# EXERCISE DIRECTIONS:
Return every line in the entries below that contains the string "bbox", copying each line in full.

___ GIVEN ENTRIES ___

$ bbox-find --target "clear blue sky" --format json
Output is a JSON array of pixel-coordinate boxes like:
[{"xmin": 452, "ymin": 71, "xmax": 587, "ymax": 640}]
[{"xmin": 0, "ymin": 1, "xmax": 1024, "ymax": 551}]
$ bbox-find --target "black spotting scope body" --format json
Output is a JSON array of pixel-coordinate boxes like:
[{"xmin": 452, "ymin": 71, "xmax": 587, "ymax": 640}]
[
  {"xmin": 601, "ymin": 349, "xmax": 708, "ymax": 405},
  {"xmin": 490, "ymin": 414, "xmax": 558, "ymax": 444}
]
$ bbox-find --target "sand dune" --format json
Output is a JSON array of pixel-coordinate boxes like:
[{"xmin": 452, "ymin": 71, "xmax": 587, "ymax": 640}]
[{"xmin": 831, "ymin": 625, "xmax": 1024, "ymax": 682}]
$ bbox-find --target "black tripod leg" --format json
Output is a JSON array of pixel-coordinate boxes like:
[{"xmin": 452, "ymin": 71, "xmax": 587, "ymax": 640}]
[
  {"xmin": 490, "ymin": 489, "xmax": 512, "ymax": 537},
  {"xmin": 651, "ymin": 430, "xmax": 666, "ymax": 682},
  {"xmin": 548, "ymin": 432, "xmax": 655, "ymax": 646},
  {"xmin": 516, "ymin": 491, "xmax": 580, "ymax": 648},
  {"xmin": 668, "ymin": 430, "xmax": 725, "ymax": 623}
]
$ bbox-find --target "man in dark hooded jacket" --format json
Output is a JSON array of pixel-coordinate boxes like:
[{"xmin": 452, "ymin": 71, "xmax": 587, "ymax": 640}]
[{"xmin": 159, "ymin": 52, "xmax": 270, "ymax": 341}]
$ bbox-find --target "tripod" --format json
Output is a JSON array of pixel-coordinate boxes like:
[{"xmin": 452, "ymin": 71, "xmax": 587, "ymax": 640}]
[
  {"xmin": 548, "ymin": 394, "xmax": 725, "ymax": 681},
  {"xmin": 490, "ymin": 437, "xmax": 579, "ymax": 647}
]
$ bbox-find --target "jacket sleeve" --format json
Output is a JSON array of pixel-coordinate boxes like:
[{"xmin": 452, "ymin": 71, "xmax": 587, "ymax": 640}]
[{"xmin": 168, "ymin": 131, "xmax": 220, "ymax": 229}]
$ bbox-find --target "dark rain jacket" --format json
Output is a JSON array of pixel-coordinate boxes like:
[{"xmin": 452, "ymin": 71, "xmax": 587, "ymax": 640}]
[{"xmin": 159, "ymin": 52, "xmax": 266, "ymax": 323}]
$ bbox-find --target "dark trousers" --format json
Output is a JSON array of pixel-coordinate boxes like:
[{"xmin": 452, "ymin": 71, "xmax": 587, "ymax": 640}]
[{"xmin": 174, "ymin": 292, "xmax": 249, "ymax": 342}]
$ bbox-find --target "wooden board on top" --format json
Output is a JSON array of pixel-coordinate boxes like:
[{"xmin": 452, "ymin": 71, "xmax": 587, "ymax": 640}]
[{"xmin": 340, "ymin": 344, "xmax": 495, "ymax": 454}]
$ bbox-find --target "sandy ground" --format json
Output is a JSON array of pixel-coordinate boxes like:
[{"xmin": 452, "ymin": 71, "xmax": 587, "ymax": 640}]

___

# EXPECTED OUTPUT:
$ bbox-find --target "clear blue sky" --format json
$ bbox-find --target "black spotting scope body" --format json
$ bbox-find --target "sand dune" --format json
$ bbox-find --target "black tripod leg" --format json
$ bbox-find --target "man in dark hooded jacket" --format json
$ bbox-find --target "tripod" --format json
$ bbox-find --target "jacket sleeve" --format json
$ bbox-find --target "dark rain jacket" --format json
$ bbox-find --target "dark trousers" --format json
$ bbox-find --target "wooden board on top" --format json
$ bbox-find --target "sandy ground" --format json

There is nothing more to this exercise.